(Collected data entries)
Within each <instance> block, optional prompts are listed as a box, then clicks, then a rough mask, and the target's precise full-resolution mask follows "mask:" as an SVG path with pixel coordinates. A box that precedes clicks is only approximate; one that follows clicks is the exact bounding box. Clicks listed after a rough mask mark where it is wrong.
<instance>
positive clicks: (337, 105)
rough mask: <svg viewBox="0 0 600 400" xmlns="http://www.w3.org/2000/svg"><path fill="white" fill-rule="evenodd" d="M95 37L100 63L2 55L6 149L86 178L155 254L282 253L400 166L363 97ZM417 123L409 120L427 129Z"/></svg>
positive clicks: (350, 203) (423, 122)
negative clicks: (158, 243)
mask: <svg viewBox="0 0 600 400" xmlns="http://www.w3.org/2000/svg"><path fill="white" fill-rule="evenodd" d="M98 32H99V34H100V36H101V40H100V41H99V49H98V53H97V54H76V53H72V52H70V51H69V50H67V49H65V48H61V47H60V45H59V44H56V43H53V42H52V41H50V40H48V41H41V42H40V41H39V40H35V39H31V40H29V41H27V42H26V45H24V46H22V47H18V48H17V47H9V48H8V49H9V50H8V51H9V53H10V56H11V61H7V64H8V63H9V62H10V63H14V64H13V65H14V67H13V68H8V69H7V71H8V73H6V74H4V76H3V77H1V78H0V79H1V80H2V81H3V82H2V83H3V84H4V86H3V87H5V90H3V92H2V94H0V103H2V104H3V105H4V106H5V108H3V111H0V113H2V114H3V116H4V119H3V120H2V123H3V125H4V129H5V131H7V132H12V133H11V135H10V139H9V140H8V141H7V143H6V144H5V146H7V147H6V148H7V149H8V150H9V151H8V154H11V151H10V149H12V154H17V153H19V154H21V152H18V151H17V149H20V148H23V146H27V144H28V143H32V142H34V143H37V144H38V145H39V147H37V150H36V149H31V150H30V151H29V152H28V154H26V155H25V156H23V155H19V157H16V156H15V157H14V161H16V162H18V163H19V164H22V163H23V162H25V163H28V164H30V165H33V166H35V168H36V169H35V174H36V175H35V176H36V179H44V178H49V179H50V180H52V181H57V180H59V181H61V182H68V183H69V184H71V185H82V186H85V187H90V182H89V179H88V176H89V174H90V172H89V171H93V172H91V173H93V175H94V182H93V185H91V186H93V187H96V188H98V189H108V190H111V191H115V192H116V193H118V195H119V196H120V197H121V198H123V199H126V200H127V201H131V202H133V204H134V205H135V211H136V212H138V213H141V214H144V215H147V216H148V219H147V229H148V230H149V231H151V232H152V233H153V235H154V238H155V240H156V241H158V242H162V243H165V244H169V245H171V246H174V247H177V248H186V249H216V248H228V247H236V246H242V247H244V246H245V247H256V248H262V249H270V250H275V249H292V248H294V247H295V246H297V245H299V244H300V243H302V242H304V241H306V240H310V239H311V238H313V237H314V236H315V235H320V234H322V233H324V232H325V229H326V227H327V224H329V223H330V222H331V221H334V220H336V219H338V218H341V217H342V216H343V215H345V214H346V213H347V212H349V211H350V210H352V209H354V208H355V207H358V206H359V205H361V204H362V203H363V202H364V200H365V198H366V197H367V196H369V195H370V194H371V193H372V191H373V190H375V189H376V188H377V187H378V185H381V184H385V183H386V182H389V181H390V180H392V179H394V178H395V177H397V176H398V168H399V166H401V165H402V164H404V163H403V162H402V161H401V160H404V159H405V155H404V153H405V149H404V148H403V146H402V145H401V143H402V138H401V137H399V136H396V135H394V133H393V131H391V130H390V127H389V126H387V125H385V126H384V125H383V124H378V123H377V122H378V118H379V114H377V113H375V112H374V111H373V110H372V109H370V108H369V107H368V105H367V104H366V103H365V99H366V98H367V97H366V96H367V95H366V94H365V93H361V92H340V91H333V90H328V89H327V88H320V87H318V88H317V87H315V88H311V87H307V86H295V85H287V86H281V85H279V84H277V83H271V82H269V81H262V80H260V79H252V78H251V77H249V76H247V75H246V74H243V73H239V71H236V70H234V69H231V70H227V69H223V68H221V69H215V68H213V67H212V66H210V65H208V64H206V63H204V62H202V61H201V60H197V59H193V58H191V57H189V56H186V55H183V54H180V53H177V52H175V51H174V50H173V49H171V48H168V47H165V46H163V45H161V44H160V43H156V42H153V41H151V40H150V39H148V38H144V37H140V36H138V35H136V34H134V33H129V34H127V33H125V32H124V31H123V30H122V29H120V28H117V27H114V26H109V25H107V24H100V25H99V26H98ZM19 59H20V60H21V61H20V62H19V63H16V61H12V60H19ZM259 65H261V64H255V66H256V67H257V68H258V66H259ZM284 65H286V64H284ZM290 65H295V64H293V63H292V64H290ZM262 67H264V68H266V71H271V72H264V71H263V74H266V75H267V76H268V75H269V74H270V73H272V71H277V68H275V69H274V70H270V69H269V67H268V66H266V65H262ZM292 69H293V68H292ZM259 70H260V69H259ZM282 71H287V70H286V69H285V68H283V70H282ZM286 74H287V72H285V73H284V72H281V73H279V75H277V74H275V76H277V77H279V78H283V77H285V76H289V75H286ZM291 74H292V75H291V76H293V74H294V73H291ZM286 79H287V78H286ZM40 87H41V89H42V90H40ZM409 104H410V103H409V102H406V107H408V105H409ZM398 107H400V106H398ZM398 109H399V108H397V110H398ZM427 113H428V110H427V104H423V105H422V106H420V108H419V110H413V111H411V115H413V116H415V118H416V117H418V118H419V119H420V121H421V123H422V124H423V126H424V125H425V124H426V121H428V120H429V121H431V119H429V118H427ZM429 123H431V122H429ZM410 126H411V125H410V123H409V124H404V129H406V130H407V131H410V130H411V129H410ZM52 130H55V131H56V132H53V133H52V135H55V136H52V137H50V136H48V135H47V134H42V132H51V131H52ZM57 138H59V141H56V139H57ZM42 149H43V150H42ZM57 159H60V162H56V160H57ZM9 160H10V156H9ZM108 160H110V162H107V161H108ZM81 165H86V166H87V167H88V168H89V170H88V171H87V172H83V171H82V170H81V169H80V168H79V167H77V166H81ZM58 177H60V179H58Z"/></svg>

- [Assignment] Without omitting anything, output the entries exactly.

- [Result below]
Within each <instance> block, optional prompts are listed as a box, then clicks, then a rough mask, and the target's precise full-resolution mask follows "mask:" as an SVG path with pixel coordinates. A box that precedes clicks is only approximate; one that follows clicks is the exact bounding box. Clicks listed after a rough mask mark where it is wrong.
<instance>
positive clicks: (337, 105)
rough mask: <svg viewBox="0 0 600 400" xmlns="http://www.w3.org/2000/svg"><path fill="white" fill-rule="evenodd" d="M95 37L100 63L2 55L6 149L86 178L155 254L282 253L400 166L363 97ZM417 123L409 120L427 129Z"/></svg>
positive clicks: (350, 203) (423, 122)
negative clicks: (158, 243)
mask: <svg viewBox="0 0 600 400" xmlns="http://www.w3.org/2000/svg"><path fill="white" fill-rule="evenodd" d="M98 32H99V34H100V36H101V40H100V41H99V49H98V53H97V54H76V53H72V52H70V51H69V50H67V49H65V48H61V47H60V45H59V44H56V43H53V42H52V41H50V40H48V41H41V42H40V41H39V40H35V39H31V40H29V41H27V42H26V45H24V46H22V47H18V48H17V47H9V48H8V49H9V50H8V51H9V53H10V56H11V61H7V64H8V63H9V62H10V63H14V64H13V65H14V67H13V68H8V69H7V71H8V73H6V74H4V76H3V77H1V78H0V79H1V80H2V81H3V82H2V83H3V84H4V86H3V87H5V90H3V92H2V94H0V103H2V104H3V105H4V106H5V108H3V111H0V113H2V114H3V116H4V119H3V120H2V123H3V125H4V129H5V131H7V132H12V133H11V135H10V139H9V140H8V141H7V143H6V144H5V146H7V147H6V148H7V149H8V150H9V151H8V154H11V151H10V149H12V154H17V153H19V154H21V152H18V151H17V149H20V148H23V146H27V144H28V143H32V142H34V143H37V144H38V145H39V147H37V150H36V149H31V150H30V151H29V152H28V154H26V155H25V156H23V155H19V157H16V156H15V157H14V161H16V162H18V163H19V164H22V163H23V162H25V163H28V164H30V165H33V166H35V168H36V169H35V174H36V175H35V176H36V179H44V178H49V179H50V180H52V181H57V180H59V181H61V182H68V183H69V184H71V185H82V186H85V187H90V182H89V179H88V176H89V174H90V172H89V171H93V172H91V173H93V175H94V182H93V185H91V186H93V187H96V188H98V189H108V190H111V191H115V192H116V193H118V195H119V196H120V197H121V198H123V199H126V200H127V201H131V202H133V204H134V205H135V211H136V212H138V213H141V214H144V215H147V216H148V219H147V229H148V230H149V231H151V232H152V233H153V235H154V238H155V240H156V241H158V242H162V243H165V244H169V245H171V246H174V247H177V248H186V249H216V248H228V247H236V246H242V247H244V246H245V247H256V248H262V249H270V250H275V249H292V248H294V247H295V246H297V245H299V244H300V243H302V242H304V241H306V240H310V239H311V238H313V237H314V236H315V235H320V234H322V233H324V232H325V229H326V227H327V224H329V223H330V222H331V221H334V220H336V219H338V218H341V217H342V216H343V215H345V214H346V213H347V212H349V211H350V210H352V209H354V208H355V207H358V206H359V205H361V204H362V203H363V202H364V200H365V198H366V197H367V196H369V195H370V194H371V193H372V191H373V190H375V189H376V188H377V187H378V185H381V184H385V183H386V182H389V181H390V180H392V179H394V178H395V177H397V176H398V168H399V166H401V165H402V164H404V163H403V162H402V161H401V160H404V159H405V155H404V153H405V149H404V148H403V146H402V145H401V143H402V138H401V137H399V136H396V135H394V133H393V131H391V130H390V127H389V126H387V125H385V126H384V125H383V124H378V123H377V122H378V118H379V114H377V113H375V112H374V111H373V110H372V109H370V108H369V107H368V105H367V104H366V103H365V99H366V98H367V97H366V96H367V95H366V94H365V93H361V92H340V91H333V90H328V89H327V88H320V87H318V88H317V87H315V88H311V87H307V86H295V85H287V86H281V85H279V84H277V83H271V82H269V81H262V80H260V79H252V78H251V77H249V76H247V75H246V74H243V73H239V71H236V70H234V69H231V70H227V69H223V68H221V69H215V68H213V67H212V66H210V65H208V64H206V63H204V62H202V61H201V60H197V59H193V58H191V57H189V56H186V55H183V54H180V53H177V52H175V51H174V50H173V49H171V48H168V47H165V46H163V45H161V44H160V43H156V42H153V41H151V40H150V39H148V38H144V37H140V36H138V35H136V34H134V33H129V34H127V33H125V32H124V31H123V30H122V29H120V28H117V27H114V26H109V25H107V24H100V25H99V26H98ZM19 59H20V60H21V61H20V62H19V63H16V61H12V60H19ZM259 65H261V64H255V66H256V67H257V68H258V66H259ZM284 65H286V64H284ZM290 65H295V64H293V63H292V64H290ZM262 67H264V68H266V71H271V72H264V71H263V74H266V75H267V76H268V75H269V74H270V73H272V71H277V68H275V69H274V70H270V69H269V67H268V66H266V65H262ZM292 69H293V68H292ZM259 70H260V69H259ZM282 71H287V70H286V69H285V68H283V70H282ZM286 74H287V72H285V73H284V72H281V73H279V75H277V74H275V76H277V77H279V78H283V77H285V76H289V75H286ZM291 74H292V75H291V76H293V74H294V73H291ZM286 79H287V78H286ZM40 87H41V89H42V90H40ZM409 104H410V103H409V102H406V107H408V105H409ZM398 107H400V106H398ZM398 109H399V108H397V110H398ZM427 113H428V110H427V104H423V105H422V106H420V108H419V110H413V111H411V115H413V116H415V118H416V117H418V118H419V119H420V121H421V123H422V124H423V126H424V125H425V124H426V121H428V120H429V121H431V119H429V118H427ZM429 123H431V122H429ZM410 126H411V125H410V123H409V124H404V129H406V130H407V131H410V130H411V129H410ZM52 130H55V131H56V132H53V133H52V135H55V136H52V137H50V136H48V135H47V134H42V132H51V131H52ZM57 138H59V141H56V139H57ZM42 149H43V150H42ZM57 159H60V162H56V160H57ZM9 160H10V156H9ZM108 160H110V162H107V161H108ZM81 165H86V166H87V167H88V168H89V170H88V171H87V172H83V171H82V170H81V169H80V168H79V167H77V166H81ZM58 177H60V179H58Z"/></svg>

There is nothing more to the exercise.